**To-do list:**
1. In the Venus and Saturn article, which direction should viewers look to find Venus?
2. Continue the Venus and Saturn article from its last sentence.

--- START OF Text passage ---

From House Beautiful

Grab your binoculars, because star watchers are in for an out-of-this-world treat this week when Venus and Saturn will appear to "kiss" each another in an infrequent astronomical event.

The two planets won't actually lock lips—or even touch. What you will witness is a conjunction, which NASA defines as "when two or more stars or planets appear to come close together in the sky." By "close," NASA means Venus and Saturn will be separated by no more than a few finger widths when you hold up your hand in the night sky.

This dance of the planets is not a fast show. It will take place over five nights, beginning on Dec. 9. Venus will appear less than two degrees from its neighbor on both Tuesday and Wednesday. To identify the cloud-swaddled planet, look southwest in the sky as evening twilight concludes. That's about 5:50 PM ET for Washington, D.C. residents, according to NASA.

--- END OF Text passage ---
--- START OF Record set ---

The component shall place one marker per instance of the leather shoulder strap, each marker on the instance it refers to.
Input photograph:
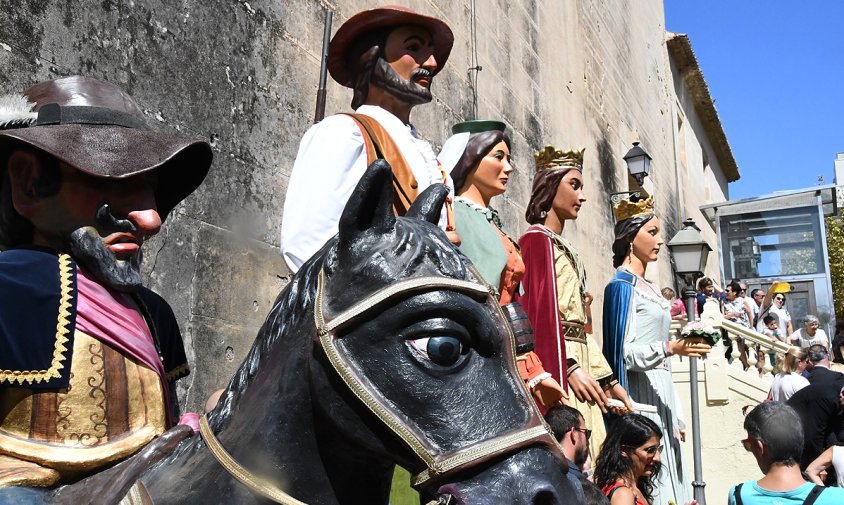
(737, 494)
(380, 145)
(813, 495)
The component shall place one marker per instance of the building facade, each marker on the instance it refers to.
(244, 75)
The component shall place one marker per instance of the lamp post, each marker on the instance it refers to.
(638, 163)
(690, 251)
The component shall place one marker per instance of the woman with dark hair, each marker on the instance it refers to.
(636, 337)
(629, 463)
(478, 153)
(556, 298)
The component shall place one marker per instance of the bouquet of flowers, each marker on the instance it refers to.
(696, 329)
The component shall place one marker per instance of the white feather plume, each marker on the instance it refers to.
(16, 111)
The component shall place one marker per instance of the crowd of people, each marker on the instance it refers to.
(618, 408)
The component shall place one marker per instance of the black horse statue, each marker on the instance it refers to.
(386, 348)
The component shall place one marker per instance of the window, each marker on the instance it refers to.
(783, 242)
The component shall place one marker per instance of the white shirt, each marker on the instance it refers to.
(331, 160)
(785, 385)
(800, 339)
(838, 463)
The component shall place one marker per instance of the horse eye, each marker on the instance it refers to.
(443, 350)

--- END OF Record set ---

**Written answers:**
1. Southwest, as evening twilight concludes.

2.
Photo credit: NASA/JPL-Caltech

Venus will rise high each day as the two planets skim by one another. Interestingly enough, what you will witness in the sky is impacted by Earth's orbit. "Some of the motion of the planets in the sky is due to Earth's own motion around the sun rather than the planets' motions themselves," NASA writes on its "Skywatching Tips" blog.

While Venus kissing Saturn is not rare, it is infrequent. The next time the planets will kiss is Feb. 6, 2021, but that conjunction will be "very difficult" to see, according to When Curves Line Up. You'll have to wait until March 29, 2022 to see this show so easily again, so look for it now if you can.